→ Set of tasks:
1) From the Mille Fleurs article, pull out the stretch from "Garcia said most" through "Seven heritage buildings." word for word.
2) According to the Mille Fleurs article, in what month and year did the restoration begin?

Mille Fleurs uncovered

Mille Fleurs looks majestic as its exterior has been restored. However, restoration continues on the inside and should be completed by February. - JEFF K MAYERS
Mille Fleurs looks majestic as its exterior has been restored. However, restoration continues on the inside and should be completed by February. - JEFF K MAYERS

DOMINIC KALIPERSAD

RESTORATION of Mille Fleurs, one of the Magnificent Seven mansions at Queen’s Park West, Port of Spain, is nearing completion, but it’s taking longer than anticipated.

Last May, the Prime Minister said, “We are ex­pect­ing to com­plete that work by the end of the year,” and in August he said it should be open "very soon."

But on this second day of 2020, work is still ongoing.

The restoration job is being managed by the Urban Development Corporation of TT (Udecott) on behalf of the Office of the Prime Minister, with Fides Ltd as contractor.

Udecott chairman Noel Garcia, contacted by telephone on Monday, appeared uncertain about a definite completion date, but had a timeframe in mind.

“We are anticipating an official opening by the end of January or early February,” he told Business Day.

Garcia said most of the infrastructural work has been done with the help of Cuban expertise. He said the Cuban architect and structural engineer guided the process “to ensure the building did not collapse.”

Over the years the historic mansion had deteriorated so badly that it was on the verge of being condemned after an initial assessment, and Citizens for Conservation lobbied for its restoration and other Magnificent Seven heritage buildings.

The restoration began in October 2018, and Garcia said the structural integrity was a challenge.

A source close to the project also told Business Day that “there was lots of termite damage.”

He said, “The electrical and plumbing have been done, some floors and walls repaired. There’s a completely new roof in slate, and the facade repainted.

→ Supplied information:
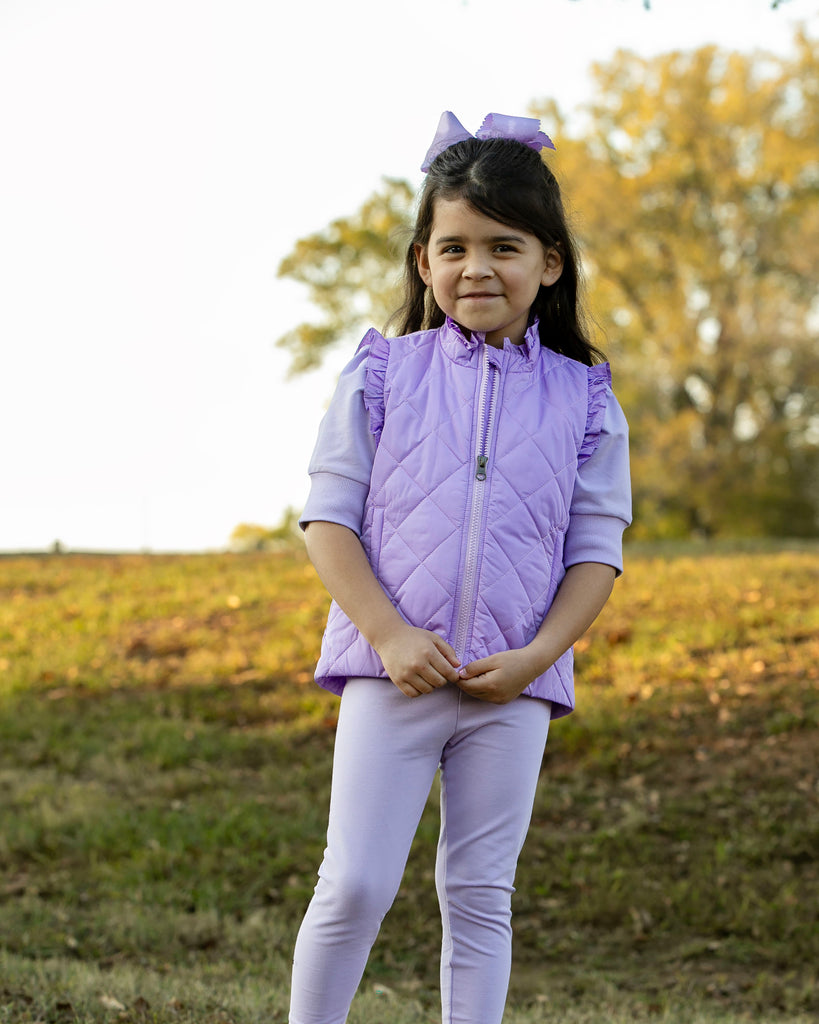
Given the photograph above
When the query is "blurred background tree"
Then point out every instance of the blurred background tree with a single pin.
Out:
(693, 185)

* * *

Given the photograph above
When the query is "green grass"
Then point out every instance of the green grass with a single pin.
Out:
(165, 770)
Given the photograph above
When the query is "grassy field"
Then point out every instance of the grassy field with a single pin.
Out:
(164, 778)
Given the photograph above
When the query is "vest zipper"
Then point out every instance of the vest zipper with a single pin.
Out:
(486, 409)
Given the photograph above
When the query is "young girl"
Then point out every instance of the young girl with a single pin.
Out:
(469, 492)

* * *

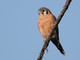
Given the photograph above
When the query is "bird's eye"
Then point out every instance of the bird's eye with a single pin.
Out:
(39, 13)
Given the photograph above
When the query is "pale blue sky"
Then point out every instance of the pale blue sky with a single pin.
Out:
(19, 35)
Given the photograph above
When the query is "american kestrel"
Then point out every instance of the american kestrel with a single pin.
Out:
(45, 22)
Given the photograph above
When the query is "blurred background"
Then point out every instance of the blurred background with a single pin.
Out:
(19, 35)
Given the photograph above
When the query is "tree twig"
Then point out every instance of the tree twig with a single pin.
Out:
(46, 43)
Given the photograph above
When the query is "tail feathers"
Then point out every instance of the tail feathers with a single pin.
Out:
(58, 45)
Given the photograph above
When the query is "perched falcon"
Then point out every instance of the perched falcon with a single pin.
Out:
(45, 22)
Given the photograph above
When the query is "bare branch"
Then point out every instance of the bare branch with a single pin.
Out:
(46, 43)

→ Outputs by task:
1)
Garcia said most of the infrastructural work has been done with the help of Cuban expertise. He said the Cuban architect and structural engineer guided the process “to ensure the building did not collapse.”

Over the years the historic mansion had deteriorated so badly that it was on the verge of being condemned after an initial assessment, and Citizens for Conservation lobbied for its restoration and other Magnificent Seven heritage buildings.

2) October 2018